◆ Task instructions ◆
Please reproduce every one of the records below word for word, omitting the pictures.
┌──
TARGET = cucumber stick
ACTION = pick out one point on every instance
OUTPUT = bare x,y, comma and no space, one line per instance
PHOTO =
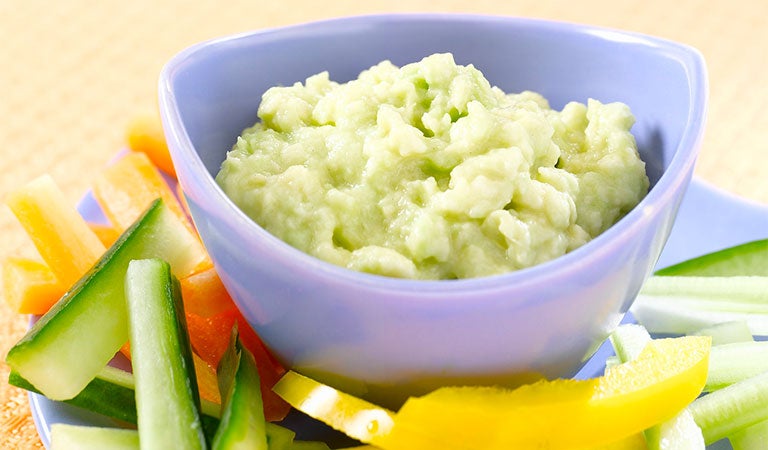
750,258
111,393
731,363
89,324
242,416
167,400
754,437
75,437
732,408
727,333
685,304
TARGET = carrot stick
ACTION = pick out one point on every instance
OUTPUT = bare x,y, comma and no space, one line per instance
29,286
62,237
145,134
126,188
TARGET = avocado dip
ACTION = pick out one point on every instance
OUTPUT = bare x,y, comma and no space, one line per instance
426,171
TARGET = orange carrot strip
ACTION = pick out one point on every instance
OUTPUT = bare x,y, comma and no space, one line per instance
204,294
207,382
127,187
60,234
145,134
29,286
107,234
209,337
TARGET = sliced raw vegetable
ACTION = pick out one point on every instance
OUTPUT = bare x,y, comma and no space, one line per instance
746,259
731,363
666,376
167,400
727,332
95,306
209,337
730,409
145,134
60,234
677,433
629,341
242,417
754,437
308,445
351,415
29,286
112,394
205,295
77,437
125,189
279,438
107,234
207,380
726,294
685,304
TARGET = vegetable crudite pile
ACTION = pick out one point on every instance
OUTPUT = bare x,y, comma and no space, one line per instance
691,372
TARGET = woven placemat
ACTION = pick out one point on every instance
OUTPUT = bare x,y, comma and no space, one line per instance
74,72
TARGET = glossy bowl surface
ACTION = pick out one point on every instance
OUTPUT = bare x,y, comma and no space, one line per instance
385,338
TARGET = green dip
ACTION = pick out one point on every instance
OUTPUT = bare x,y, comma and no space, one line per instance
428,172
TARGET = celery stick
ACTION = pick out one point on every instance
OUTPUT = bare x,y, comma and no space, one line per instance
76,437
677,433
727,332
724,412
731,363
754,437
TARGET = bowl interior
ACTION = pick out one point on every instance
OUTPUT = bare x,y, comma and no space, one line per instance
217,86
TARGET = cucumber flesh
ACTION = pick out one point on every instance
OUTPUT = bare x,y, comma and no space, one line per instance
750,258
308,445
167,399
89,323
242,418
754,437
684,305
76,437
279,438
727,333
731,363
101,395
629,340
726,411
111,393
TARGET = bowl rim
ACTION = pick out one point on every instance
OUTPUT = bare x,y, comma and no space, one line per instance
674,178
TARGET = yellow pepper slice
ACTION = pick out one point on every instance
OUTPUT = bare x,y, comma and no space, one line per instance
351,415
666,377
606,413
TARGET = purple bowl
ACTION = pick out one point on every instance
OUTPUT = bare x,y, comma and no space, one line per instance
385,338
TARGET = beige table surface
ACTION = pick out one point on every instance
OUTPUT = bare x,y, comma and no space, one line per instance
73,72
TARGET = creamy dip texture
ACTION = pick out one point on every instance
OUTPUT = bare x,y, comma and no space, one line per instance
427,171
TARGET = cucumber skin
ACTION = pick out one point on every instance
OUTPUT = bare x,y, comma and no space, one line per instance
94,306
106,397
750,258
167,398
242,417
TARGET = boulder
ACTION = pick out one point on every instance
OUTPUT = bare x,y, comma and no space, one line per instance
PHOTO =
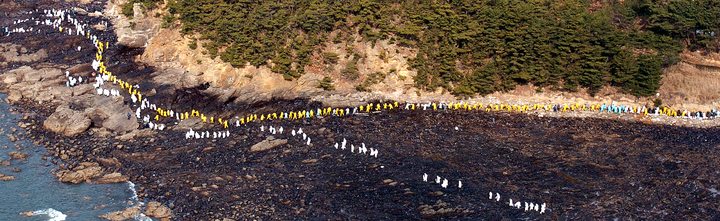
112,178
126,214
267,144
67,121
157,210
177,77
136,133
108,112
16,53
18,155
82,173
138,35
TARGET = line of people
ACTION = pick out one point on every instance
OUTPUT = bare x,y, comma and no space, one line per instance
361,149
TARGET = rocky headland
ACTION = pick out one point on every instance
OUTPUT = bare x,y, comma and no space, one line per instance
584,165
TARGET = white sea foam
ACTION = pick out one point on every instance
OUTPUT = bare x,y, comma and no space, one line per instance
134,197
52,213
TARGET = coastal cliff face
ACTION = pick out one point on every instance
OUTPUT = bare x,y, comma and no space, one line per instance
686,85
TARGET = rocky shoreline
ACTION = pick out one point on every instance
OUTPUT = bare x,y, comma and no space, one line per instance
562,161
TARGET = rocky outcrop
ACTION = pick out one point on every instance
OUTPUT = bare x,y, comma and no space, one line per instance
112,178
157,210
4,177
82,173
67,121
18,155
108,112
136,133
126,214
267,144
133,32
16,53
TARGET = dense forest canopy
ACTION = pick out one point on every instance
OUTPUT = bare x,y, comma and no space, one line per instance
468,47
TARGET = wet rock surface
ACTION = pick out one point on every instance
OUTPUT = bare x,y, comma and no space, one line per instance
584,168
67,121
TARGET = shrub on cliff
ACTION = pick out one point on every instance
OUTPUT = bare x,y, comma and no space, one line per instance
476,46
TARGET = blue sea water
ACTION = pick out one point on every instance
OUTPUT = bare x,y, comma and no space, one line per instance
35,189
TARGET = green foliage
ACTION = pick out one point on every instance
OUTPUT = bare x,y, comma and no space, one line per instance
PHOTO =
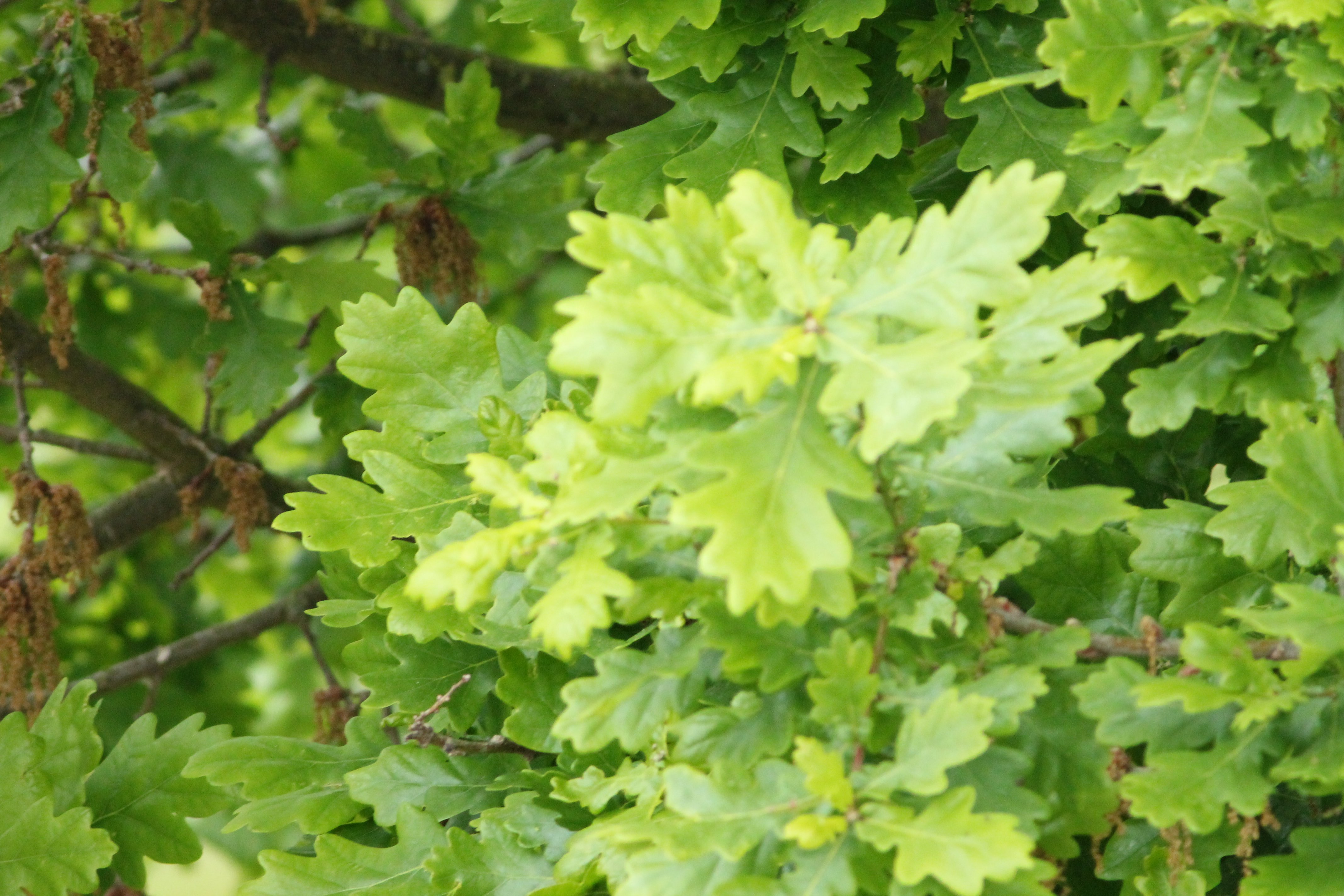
└──
◆ Full response ◆
TARGET = cucumber stick
ACTION = pick out one point on every instance
OUTPUT = bare x,y, comma and no space, one line per instance
PHOTO =
750,258
111,393
731,363
89,324
242,416
167,400
754,437
75,437
732,408
727,333
685,304
TARGET = carrot stick
ACTION = pick out one point on every instance
OUTPUT = bare x,y, comma and no space, one line per instance
29,286
62,237
145,134
126,188
TARGET = avocado dip
ACTION = pick out one point on every instance
OUTPUT = bare x,y, comma and no space, one line per instance
426,171
TARGET = orange carrot strip
ACTION = pick out one point on every instance
OUTPUT = bare x,y, comma and no space, one line per instance
204,294
207,382
127,187
60,234
145,134
29,286
107,234
209,337
TARGET = sliced raw vegetable
ACTION = pick out one point on every instance
OUTPUT = bare x,y, comma and no space, one line per instance
746,259
731,363
666,376
167,400
727,332
95,306
209,337
730,409
145,134
60,234
677,433
629,341
242,417
754,437
308,445
351,415
29,286
112,394
205,295
77,437
125,189
279,438
107,234
207,380
726,294
685,304
TARGET = vegetable crudite pile
ACTION = pick out one point on every instance
OUTPUT = bare x,y, comma and no space, one line per instance
691,372
TARGET = woven placemat
ACTION = pick out one point on every instance
OUTPUT = bare x,y, comma and no space, one line per instance
74,72
TARGET = glossy bowl surface
ACTION = pick out one point on every instance
OUTPUT = bare x,y, comma and no space, one line per instance
385,338
TARGET = green dip
ACTION = pick out one point on every instance
OUTPUT = bare x,y, comma and no space, one line per instance
428,172
TARGET = celery stick
ACTION = pick out one point on every instance
OUTPUT = bare x,y, comma and no space, one line per instance
76,437
677,433
727,332
724,412
731,363
754,437
TARGET = bowl interior
ACTION = pick out one point on every instance
OUTPUT = bare x,y, comma and no space, one line per instance
217,86
TARGET = cucumber flesh
ACTION = pick out one point on every instance
OUTPUT = bare x,y, comma and no space, one line per instance
750,258
308,445
167,399
89,323
242,418
754,437
684,305
76,437
279,438
727,333
731,363
101,395
629,340
726,411
111,393
TARGET = bowl rim
ACTION = pick out one point on every instance
OUTPUT = bare x,y, comma and no space, one line per instance
674,178
TARGET = yellow pepper slice
ACTION = pick out one point on every instance
OUTPUT = bare x,y, comma and no space, one line per instance
351,415
666,377
606,413
TARGET = purple bowl
ACTION = pick out one point on every instance
OUTPUT = bare x,y, comma and no space, one line per instance
385,338
TARGET = beige table surface
ACTION = pick out one point on every instance
OUTPUT = bare x,y, comma and no space, one line per instance
73,72
TARGET = creamy dip texture
ACTION = pick out one point on every instance
OUTPUT = bare x,y, comma and no space, one line per instance
427,171
TARGET = cucumber skin
ACTION = pick out one point on every instance
OUTPUT = bare x,y, comma and no space, one line per instance
94,306
106,397
750,258
167,398
242,417
TARGET = boulder
ACTION = pick out one point on every instance
OUTPUT = bare x,y, comma and no space, one line per instance
PHOTO =
112,178
126,214
267,144
67,121
157,210
177,77
136,133
108,112
16,53
18,155
82,173
138,35
TARGET = line of people
ACTION = pick out one point on every instance
OUTPUT = bare x,y, comma and no space, one line per instance
361,149
TARGET = rocky headland
ACTION = pick out one point on every instance
OUTPUT = bare x,y, comma and no space, one line per instance
584,165
TARGET = white sea foam
ACTION = pick out one point on every instance
OUTPUT = bare x,y, comma and no space, one line per instance
134,197
52,213
TARGET = coastal cliff face
ACTION = pick out one point on every instance
OUTPUT = bare x,y, comma and no space, one line per instance
686,85
TARGET = rocky shoreline
ACTION = pick out one point on every instance
OUTPUT = bare x,y, comma and no space, one line per instance
562,161
TARGET = rocky outcrop
ACTION = pick out one point on every instance
OUTPUT = bare x,y, comma and no space, one line per instance
112,178
157,210
4,177
82,173
67,121
18,155
108,112
136,133
126,214
267,144
133,32
16,53
TARGET = dense forest canopy
ACTION = pick out one point on every instance
OUTPUT = bare x,y, comma and no space, one line per instance
468,47
TARGET = wet rock surface
ACTION = pick out one point on every instance
OUTPUT = bare x,y, comma and no space, one line per instance
584,168
67,121
TARGET = shrub on cliff
ACTION = pick out one point on every instance
OUTPUT = bare x,y, comma and no space, one line per instance
476,46
TARGET = blue sea water
ACTION = pick out one point on every instance
OUTPUT = bare x,y, comma and no space, one line per instance
35,189
TARGET = green foliage
ACTION = pick out one point on every instance
OUTPUT = bare x,y, comma and no space, one line per instance
PHOTO =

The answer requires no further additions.